# Material shown:
------------------------------------

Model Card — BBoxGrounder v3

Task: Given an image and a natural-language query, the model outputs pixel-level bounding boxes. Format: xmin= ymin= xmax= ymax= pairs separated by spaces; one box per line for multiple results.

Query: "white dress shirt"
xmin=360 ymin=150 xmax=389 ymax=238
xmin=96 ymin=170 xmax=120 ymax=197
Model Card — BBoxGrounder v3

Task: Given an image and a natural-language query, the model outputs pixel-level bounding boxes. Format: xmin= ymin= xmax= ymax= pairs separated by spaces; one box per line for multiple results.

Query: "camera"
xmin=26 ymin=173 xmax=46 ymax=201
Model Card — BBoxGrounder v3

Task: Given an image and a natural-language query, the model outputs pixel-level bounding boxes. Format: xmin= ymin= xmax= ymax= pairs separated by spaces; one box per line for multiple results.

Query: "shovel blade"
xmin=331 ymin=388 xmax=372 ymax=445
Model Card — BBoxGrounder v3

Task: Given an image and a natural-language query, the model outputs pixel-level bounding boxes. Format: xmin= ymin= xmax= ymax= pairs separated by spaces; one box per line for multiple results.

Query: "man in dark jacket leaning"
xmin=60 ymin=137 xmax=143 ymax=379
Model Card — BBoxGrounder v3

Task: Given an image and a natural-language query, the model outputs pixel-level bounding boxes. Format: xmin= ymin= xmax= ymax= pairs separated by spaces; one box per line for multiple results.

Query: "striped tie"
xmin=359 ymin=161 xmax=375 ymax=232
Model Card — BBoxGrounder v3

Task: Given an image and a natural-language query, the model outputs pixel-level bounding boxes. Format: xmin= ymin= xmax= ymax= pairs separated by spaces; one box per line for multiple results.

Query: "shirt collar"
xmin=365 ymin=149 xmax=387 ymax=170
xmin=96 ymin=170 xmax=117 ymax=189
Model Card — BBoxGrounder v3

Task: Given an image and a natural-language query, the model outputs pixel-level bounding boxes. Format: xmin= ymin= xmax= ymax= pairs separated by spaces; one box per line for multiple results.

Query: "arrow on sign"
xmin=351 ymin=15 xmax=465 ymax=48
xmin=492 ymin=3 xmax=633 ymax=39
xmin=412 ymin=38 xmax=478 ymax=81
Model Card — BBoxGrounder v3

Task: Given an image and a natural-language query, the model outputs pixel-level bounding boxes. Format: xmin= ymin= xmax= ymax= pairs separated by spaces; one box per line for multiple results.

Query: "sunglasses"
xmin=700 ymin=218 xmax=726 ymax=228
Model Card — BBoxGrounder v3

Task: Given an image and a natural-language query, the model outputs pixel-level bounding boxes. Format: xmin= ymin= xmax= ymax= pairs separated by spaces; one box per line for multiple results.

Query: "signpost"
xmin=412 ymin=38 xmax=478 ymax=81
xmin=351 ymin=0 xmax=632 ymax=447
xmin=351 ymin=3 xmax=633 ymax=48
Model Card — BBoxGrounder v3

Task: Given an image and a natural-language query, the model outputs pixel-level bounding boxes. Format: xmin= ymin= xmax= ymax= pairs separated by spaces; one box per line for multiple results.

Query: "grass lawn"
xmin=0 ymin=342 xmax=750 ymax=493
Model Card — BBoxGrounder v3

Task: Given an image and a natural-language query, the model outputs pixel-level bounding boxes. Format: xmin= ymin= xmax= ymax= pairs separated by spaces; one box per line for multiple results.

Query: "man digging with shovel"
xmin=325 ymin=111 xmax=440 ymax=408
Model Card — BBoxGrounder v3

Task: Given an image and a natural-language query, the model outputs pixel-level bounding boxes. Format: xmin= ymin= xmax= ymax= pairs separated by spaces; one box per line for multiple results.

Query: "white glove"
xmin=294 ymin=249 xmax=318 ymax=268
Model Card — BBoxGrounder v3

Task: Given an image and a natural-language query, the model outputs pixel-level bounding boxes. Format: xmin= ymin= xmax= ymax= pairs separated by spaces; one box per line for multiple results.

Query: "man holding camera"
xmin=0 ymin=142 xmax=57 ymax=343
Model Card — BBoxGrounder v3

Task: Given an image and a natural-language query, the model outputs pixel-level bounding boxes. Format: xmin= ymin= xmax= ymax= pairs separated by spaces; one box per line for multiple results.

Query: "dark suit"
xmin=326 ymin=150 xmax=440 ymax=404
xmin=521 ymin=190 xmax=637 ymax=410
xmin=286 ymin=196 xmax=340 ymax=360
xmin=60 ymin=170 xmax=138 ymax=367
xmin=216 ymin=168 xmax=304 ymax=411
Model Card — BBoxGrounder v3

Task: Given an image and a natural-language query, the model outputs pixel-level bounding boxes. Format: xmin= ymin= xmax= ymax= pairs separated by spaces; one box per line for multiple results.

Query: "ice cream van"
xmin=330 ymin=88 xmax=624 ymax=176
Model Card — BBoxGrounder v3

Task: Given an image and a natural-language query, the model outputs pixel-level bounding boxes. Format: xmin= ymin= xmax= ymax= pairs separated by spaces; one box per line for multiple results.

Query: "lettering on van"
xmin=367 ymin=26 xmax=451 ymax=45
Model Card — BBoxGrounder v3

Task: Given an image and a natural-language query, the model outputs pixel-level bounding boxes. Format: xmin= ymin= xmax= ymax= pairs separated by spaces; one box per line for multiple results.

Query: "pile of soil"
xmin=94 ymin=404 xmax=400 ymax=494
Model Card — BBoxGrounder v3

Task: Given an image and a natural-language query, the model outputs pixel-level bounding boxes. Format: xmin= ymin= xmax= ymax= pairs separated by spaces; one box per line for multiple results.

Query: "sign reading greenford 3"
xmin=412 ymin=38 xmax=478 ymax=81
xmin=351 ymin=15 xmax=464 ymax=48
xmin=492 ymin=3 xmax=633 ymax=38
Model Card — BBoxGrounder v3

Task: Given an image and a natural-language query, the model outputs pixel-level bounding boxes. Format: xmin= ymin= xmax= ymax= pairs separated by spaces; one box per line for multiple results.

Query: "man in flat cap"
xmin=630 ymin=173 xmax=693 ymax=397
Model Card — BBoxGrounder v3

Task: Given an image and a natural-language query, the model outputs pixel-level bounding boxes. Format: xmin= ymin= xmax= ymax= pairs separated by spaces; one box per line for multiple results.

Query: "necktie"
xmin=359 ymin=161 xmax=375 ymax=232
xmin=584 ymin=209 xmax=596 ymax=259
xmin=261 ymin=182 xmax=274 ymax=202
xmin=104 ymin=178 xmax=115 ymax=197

------------------------------------

# Job:
Rewrite the records above from their first line through the line containing "xmin=26 ymin=173 xmax=46 ymax=201", both ends included, with every bounding-box coordinate multiplied by 2.05 and rounded to the nearest whole number, halves rounded up. Reproduce every other line of that part unchanged, requests included.

# Exercise answer:
Model Card — BBoxGrounder v3

Task: Given an image and a natural-language query, the model outputs pixel-level bounding boxes. Format: xmin= ymin= xmax= ymax= pairs separated by spaces; one box per line for multiple results.

Query: "white dress shirt"
xmin=738 ymin=308 xmax=797 ymax=488
xmin=197 ymin=349 xmax=246 ymax=404
Model Card — BBoxGrounder v3

Task: Given an image and a natural-language query, the model outputs pixel-level bounding boxes. Format: xmin= ymin= xmax= ymax= pairs separated by spaces; one box per line for multiple results.

Query: "camera"
xmin=53 ymin=355 xmax=94 ymax=412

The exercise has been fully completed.